* start Records provided *

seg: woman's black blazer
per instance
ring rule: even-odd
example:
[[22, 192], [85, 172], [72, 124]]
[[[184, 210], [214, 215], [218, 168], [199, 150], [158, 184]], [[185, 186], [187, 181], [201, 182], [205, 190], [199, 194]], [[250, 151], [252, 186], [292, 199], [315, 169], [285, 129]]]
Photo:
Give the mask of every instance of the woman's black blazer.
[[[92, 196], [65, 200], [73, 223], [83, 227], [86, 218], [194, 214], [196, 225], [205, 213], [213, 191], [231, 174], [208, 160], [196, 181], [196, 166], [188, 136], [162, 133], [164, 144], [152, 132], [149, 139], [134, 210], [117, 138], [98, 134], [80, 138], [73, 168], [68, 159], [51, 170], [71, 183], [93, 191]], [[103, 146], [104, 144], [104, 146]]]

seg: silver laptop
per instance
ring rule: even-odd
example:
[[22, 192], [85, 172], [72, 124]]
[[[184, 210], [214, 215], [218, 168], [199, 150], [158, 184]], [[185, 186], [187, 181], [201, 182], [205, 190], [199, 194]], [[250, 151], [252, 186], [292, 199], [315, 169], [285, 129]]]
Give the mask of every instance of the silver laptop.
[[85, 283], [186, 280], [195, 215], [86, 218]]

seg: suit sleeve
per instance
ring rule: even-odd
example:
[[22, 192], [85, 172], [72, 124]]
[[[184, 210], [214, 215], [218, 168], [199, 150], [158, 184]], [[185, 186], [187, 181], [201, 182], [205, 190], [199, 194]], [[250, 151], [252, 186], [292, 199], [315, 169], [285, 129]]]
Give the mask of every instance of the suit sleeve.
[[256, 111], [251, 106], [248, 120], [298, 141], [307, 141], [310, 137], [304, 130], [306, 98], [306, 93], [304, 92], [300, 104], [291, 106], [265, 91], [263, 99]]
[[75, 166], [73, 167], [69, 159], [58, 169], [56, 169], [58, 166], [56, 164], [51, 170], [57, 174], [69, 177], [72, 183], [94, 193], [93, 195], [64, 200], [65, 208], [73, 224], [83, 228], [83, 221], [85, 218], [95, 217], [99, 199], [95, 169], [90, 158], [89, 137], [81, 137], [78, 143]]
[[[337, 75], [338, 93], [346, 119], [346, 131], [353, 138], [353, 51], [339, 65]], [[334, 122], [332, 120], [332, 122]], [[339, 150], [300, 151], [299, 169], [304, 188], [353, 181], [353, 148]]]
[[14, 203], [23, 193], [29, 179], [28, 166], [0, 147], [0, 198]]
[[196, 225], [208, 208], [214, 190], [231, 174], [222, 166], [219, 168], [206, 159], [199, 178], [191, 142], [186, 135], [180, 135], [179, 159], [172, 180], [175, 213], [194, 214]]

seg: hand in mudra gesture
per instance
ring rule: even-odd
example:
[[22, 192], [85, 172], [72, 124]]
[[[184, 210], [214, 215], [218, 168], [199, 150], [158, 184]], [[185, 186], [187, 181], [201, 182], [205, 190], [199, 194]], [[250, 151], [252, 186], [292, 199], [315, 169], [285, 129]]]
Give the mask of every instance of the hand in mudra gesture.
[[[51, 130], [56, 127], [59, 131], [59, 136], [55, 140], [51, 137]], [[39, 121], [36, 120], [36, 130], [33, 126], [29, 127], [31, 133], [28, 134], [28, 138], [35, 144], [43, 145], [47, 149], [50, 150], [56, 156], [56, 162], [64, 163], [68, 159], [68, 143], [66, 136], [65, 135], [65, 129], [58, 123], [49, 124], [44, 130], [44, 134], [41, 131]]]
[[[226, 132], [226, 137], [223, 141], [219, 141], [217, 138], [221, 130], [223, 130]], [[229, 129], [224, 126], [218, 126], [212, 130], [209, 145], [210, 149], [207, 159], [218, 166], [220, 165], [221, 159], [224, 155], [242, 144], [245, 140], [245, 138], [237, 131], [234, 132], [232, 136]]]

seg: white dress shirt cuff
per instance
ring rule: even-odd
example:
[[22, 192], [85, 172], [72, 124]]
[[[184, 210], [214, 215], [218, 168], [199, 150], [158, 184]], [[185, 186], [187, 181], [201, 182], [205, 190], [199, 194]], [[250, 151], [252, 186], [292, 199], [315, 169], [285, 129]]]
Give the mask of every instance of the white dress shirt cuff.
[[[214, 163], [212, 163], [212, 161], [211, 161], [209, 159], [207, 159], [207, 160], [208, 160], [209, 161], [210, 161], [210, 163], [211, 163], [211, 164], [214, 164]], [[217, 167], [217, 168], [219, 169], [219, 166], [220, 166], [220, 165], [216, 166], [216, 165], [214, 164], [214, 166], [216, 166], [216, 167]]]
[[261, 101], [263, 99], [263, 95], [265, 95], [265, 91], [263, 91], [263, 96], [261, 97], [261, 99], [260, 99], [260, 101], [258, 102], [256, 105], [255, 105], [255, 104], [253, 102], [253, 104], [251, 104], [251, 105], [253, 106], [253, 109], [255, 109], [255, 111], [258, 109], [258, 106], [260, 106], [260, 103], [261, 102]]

* end Records provided *

Aim
Pull out every line of the records above that contains the string "blazer".

Written response
seg: woman's black blazer
Give the mask of every instance of the woman's black blazer.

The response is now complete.